- **SUPPLIED DATA**
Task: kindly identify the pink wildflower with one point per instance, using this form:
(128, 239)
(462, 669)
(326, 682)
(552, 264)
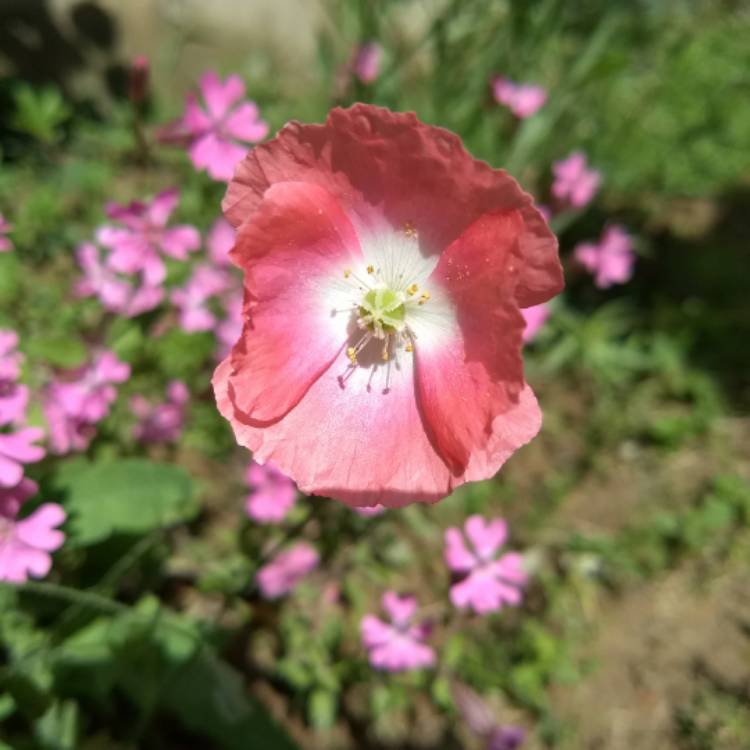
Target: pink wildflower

- **AIM OF THE TASK**
Please show every line of the entries above that contains the word "wildflower".

- **SOLUTION FOR THIS EXERCISE**
Task: kindly identify the pink wildflower with one point per instance, using this form:
Target: pink wildflower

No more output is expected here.